== Excerpted text

This is the feeling I had when I first encountered much of the early work of Joan Didion. It is effortlessly readable, but some of it didn’t feel fully fleshed to me. Take the final paragraph of “John Wayne: A Love Song” for instance. It seems to me not to serve any notional trajectory of the piece on the whole, but merely acts as an elegant escape from the story. And it is prosaically elegant: “And then something happened.” A weird little knock on our attention, after we somnolently follow Didion, Wayne and their spouses into drunkenness in the previous paragraph. “Suddenly the room seemed suffused with the dream.” The sentence’s alliteration moves from front-loaded sybillants “suddenly” “seemed” and “suffused” into the dental backs of those latter two words which hook back up with “dream,” a rhyme for “seemed.” It’s gorgeous, and additionally so because of the restrained abstraction of “the dream.” The paragraph ends with perhaps a touch of sentimentality—“even now I can hear them, in another country and a long time later, even as I tell you this”—but it’s not the sentimentality that bugs me. It’s that lyrical logic, which seems to me not wholly satisfying (39, Didion).

====
== Listed records

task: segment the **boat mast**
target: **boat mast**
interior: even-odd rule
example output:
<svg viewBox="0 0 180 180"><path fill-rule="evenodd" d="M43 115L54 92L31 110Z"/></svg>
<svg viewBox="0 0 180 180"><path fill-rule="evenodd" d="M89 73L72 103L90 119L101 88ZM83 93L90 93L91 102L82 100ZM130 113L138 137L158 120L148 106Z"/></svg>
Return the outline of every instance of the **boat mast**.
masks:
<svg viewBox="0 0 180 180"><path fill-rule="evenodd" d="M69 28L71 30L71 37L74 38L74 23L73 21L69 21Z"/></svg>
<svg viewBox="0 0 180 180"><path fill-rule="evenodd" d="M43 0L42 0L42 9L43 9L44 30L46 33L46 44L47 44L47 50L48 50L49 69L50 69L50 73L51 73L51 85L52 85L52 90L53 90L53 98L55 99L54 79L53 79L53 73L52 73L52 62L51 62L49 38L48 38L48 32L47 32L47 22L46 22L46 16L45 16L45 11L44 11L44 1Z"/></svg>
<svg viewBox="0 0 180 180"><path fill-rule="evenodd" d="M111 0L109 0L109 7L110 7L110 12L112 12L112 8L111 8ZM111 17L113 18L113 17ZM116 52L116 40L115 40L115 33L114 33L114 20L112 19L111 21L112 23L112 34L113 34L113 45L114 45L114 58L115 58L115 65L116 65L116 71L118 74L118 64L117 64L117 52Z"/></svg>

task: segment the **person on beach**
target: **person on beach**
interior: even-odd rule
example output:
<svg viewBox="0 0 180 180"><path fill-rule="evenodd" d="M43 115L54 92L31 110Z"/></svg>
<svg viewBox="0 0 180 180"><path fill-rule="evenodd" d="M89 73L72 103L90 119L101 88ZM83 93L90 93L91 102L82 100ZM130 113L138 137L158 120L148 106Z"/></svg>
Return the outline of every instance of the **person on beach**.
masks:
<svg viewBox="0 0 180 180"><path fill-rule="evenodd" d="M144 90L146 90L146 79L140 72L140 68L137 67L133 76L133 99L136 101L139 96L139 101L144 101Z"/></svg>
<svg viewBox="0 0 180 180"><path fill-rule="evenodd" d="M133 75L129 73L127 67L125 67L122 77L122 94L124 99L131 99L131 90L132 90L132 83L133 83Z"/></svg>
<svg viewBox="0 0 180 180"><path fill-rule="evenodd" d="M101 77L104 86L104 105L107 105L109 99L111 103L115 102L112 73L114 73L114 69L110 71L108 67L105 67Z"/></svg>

====

# Set tasks:
A - The passage on Joan Didion's early work discusses the sound of one sentence. Which words in that sentence does it say begin with sibilants?
B - Carry the passage on Joan Didion's early work forward from its last sentence.
None of the data is needed for this work.

# Per-task answers:
A - "suddenly," "seemed," and "suffused"

B -
I am not sure if what I am decrying is only a reflection of my personal anxieties. You see, I am a poet going through a bit of an identity crisis. Often in the past year, I’ve found myself wondering if poetry is the path I’ve chosen because of some relative ease I perceived in it. The obvious evidentiary trait is the length of the average poem as opposed to most prose, but it’s less the length that interests me than the capacity for “mystery” in poetry. Recently I interviewed the poet Saeed Jones for a profile and he said something I’ve been mulling ever since. “Poems are always straddling mystery and clarity,” he told me. “And [often] when we’re working on poems…anything that actually isn’t working, we chalk up to mystery.” If this mystery is something I perceive in Didion’s earlier work, perhaps it makes sense that I’d have an aversion by now.
Even in Nabokov, it is less his stylish prose than the cohesion of his grander intellectual inquiries that is impressive. Ambitious wordplay occurs to me as a sort of diet version of ambition. Anyone can develop a knack for scatting. And even elegant or precise physical description seems equally incomplete as indicators of good writing. Throw a gaze at something long enough and you can recite all the details (and Nabokov seems to have had the lucky break, in the writing of his memoirs, of an incredible memory). These are skills which require plenty of practice and consideration, but they are not abstract skills. When people wonder whether writing can be taught, these are the skills that seem most obviously to indicate that it can.
I am not sure, on the other hand, that one could teach a writer to approximate Nabokov’s deeply considered description of a mental process in Chapter 13 of Speak, Memory.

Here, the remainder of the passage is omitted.